Skip to content

Bruce Peren's "response"

Tuesday, 16 December 2003  |  aseigo

Here are the points in the order they were presented in Bruce Peren's reply to the KDE in User Linux proposal, along with my thoughts on them. It's All Emotional

Bruce first tries to explain it away by saying, "it's simply unbearable for their personal GUI not to be the one chosen for our project", after making references to emotional investments. He's right in that people do care for and about that which they create. He's wrong in that the "emotional investment" is why many of us had issues with the choice to ban KDE/Qt from his project.

The real reasons are that Bruce's declaration ignores market realities. User Linux will be a less useful operating system and is already less applicable to many of the people who wished to be involved in and support it. It will also lead to the reinvention of the wheel and wasted resources. Instead of using the best applications available, Bruce has doomed User Linux to mediocrity and spending vast amounts of effort on creating things that already exist.

Bruce's declaration will not stop others from supporting KDE as he noted. Ditto for MySQL. Bruce has guaranteed that there will be unneccesary variation and forking within the User Linux base if and when it materializes. So much for a uniform platform.

Finally, it also showed the rule-by-fiat nature of Bruce's project. I don't know about you, but I don't trust my time and energy to one man's decision making process when it fails to draw upon the experiences and knowledge of those around him.

It Doesn't Affect Users

Bruce argues that users don't care what toolkit the programs they use are written in.He tried to pass it off as a developer issue that won't really affect anyone. Well, he's right in that users don't care what toolkits are used, but that is only true if things work. When a user tries to use an application and can't because her OS doesn't support that toolkit, she doesn't care why that toolkit isn't there, she only cares that it's rendered her system unable to run that program.

By not supporting KDE, User Linux will not be able to offer access to the thousands of KDE applications available. The same is true for MySQL. Explain that to your users.

Bruce actually got it completely backwards: toolkits don't matter to users, they just want everything to work. So it's up to the developers to normalize them as much as possible. This is a reality that the KDE proposal recognized and addressed with possible solutions.

It's an Economic Issue Part 1: Support

Bruce then tries to pass it off as an economic imperitive: if there's both KDE and GNOME then companies that wish to support User Linux may not be able to afford to. But this makes absolutely no sense.

User Linux will span a huge array of capabilities: from LDAP to web serving to databse servers to email services to groupware to desktops to web browsers to... If one expects a single company to service that whole array of items, that company either has to be very large or it has to subcontract work. If the company is very large, then the difference between supporting GNOME with KDE apps (or vice versa) and supporting only GNOME is inconsequential when compared to the costs of supporting LDAP and PostgreSQL and Mozilla.

__DATA SHOWN__
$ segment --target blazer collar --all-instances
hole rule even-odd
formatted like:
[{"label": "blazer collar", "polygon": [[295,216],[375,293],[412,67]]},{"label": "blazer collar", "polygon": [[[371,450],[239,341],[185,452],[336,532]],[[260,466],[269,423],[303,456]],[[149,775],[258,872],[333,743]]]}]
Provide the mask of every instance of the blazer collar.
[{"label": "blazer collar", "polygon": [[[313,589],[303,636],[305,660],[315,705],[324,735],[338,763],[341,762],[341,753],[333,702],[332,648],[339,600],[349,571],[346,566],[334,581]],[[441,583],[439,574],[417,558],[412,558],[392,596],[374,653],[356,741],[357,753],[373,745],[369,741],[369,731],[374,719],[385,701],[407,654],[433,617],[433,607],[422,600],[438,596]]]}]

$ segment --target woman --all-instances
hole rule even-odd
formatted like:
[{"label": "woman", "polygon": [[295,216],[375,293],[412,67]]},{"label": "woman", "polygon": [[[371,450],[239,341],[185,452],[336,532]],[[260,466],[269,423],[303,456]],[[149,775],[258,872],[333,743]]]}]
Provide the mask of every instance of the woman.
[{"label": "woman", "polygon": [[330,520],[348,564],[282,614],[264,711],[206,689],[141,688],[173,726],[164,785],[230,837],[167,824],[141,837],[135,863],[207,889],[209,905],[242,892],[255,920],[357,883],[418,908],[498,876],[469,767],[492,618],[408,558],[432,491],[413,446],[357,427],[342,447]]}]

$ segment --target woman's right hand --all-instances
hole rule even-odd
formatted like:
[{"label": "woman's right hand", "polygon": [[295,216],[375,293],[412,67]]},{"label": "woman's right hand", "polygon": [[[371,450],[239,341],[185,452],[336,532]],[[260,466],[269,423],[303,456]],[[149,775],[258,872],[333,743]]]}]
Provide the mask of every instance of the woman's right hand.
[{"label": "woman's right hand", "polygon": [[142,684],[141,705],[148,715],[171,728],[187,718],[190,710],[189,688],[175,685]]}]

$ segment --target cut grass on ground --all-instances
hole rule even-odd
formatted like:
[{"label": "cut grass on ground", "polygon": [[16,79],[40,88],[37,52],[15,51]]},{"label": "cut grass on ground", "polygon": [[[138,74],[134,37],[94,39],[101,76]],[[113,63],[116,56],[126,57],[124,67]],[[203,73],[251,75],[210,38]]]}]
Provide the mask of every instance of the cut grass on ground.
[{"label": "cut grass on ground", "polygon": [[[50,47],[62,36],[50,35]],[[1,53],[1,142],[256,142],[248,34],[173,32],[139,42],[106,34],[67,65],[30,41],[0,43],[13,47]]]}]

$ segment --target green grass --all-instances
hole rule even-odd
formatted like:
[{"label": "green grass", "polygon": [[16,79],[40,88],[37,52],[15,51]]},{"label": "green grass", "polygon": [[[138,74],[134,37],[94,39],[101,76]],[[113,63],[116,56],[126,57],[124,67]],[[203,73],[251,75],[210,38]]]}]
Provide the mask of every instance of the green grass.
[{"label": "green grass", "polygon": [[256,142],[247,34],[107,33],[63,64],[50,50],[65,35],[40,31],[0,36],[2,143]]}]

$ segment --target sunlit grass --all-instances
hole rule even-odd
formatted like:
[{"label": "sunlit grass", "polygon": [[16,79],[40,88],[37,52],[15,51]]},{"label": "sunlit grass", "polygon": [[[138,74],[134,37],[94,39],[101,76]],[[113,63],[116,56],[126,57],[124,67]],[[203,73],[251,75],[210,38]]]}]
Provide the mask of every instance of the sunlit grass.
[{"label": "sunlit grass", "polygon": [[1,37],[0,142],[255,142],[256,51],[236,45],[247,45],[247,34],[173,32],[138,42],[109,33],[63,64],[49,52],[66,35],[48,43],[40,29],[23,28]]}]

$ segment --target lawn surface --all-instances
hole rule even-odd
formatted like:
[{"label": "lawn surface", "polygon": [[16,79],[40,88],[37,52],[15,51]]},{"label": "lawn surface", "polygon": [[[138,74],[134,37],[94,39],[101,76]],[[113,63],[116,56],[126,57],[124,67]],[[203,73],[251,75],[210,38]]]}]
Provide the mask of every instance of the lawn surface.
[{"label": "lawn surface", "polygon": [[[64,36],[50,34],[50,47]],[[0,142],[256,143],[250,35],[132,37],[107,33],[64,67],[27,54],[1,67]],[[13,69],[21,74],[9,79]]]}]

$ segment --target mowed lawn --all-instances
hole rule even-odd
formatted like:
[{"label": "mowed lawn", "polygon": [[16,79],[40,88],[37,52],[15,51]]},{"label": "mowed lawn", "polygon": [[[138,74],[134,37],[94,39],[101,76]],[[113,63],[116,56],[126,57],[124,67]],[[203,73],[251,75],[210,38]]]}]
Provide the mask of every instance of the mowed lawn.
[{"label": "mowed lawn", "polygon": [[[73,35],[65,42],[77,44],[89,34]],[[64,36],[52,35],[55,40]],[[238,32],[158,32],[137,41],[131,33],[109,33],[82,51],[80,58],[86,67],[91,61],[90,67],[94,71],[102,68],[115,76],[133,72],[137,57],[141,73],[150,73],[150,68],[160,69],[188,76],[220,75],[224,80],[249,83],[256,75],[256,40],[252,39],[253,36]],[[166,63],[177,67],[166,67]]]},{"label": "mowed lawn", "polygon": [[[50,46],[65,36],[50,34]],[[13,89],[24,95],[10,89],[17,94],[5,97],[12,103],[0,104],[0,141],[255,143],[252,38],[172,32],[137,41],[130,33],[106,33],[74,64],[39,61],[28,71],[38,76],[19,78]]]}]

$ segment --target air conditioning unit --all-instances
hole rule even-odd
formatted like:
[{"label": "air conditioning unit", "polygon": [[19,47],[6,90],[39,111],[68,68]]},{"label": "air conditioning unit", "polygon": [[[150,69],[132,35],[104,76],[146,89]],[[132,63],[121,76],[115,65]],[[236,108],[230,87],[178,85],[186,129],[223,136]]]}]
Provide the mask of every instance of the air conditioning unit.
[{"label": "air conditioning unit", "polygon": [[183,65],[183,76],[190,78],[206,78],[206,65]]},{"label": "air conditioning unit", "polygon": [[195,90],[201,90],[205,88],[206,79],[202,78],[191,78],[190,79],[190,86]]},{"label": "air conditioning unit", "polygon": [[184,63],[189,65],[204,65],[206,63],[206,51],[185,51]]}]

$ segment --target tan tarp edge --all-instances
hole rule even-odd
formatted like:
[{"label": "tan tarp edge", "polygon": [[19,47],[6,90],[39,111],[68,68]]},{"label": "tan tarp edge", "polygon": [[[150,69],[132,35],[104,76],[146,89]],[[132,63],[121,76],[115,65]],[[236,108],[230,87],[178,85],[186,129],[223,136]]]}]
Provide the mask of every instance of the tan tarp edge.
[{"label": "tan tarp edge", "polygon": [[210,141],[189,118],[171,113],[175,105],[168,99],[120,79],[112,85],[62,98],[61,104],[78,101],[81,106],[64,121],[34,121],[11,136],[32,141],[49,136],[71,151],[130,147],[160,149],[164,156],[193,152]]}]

__TASK GOAL__
In the post about Bruce Peren's response:
(a) What date is given for the post?
(b) What software does the post name alongside KDE as something User Linux will not support?
(c) The post compares the cost of supporting GNOME with KDE apps to the cost of supporting which three items?
Rely only on the post for the answers, not on the records.

__RIGHT ANSWER__
(a) Tuesday, 16 December 2003
(b) MySQL
(c) LDAP, PostgreSQL and Mozilla